[Saved entries]
......

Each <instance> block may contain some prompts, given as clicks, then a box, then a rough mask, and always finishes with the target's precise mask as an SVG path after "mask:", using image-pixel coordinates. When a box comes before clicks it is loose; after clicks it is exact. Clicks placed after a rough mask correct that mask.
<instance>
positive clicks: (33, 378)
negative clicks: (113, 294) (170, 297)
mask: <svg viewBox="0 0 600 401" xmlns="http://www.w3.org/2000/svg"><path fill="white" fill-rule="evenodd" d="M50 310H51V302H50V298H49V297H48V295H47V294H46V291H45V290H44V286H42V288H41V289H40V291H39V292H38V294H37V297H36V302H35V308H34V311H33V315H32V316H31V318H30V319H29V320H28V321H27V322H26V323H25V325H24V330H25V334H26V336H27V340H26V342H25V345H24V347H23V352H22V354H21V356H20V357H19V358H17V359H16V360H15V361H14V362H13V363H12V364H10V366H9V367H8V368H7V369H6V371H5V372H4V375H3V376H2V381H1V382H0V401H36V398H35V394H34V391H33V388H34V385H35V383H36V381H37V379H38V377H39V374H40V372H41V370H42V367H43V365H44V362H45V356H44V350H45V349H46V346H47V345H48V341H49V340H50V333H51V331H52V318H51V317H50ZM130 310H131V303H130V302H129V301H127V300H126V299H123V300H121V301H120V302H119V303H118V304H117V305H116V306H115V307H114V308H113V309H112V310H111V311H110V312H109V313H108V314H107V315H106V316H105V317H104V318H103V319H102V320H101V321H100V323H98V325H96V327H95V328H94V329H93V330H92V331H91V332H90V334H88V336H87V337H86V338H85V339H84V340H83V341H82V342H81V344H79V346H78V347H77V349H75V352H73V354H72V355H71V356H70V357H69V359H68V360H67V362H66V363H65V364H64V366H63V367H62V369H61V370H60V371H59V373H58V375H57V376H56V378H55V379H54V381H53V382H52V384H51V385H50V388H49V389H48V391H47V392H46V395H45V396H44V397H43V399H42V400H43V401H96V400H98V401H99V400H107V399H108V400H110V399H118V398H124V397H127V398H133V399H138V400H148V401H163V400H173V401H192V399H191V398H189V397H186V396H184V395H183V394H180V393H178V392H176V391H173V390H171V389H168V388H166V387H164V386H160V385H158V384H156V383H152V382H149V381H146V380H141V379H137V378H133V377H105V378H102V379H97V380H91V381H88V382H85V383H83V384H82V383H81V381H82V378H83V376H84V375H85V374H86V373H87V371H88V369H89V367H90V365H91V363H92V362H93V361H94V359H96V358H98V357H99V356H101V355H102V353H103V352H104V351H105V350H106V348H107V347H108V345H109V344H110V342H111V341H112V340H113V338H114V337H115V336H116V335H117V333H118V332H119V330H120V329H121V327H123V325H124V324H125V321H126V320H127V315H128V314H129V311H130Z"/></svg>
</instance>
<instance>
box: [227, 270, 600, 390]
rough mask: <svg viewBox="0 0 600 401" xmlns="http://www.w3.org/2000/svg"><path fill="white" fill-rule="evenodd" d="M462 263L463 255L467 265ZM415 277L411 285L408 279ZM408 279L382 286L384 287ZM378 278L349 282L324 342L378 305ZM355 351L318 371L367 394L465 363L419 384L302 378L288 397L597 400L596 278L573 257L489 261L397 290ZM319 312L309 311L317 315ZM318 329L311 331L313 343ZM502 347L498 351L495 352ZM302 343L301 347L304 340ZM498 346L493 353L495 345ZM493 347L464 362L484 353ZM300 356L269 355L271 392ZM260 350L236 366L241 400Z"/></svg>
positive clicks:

......

**Assigned task:** A single figure is required: the number of lines in the data above in which the word "positive" appears.

**Your response:** 2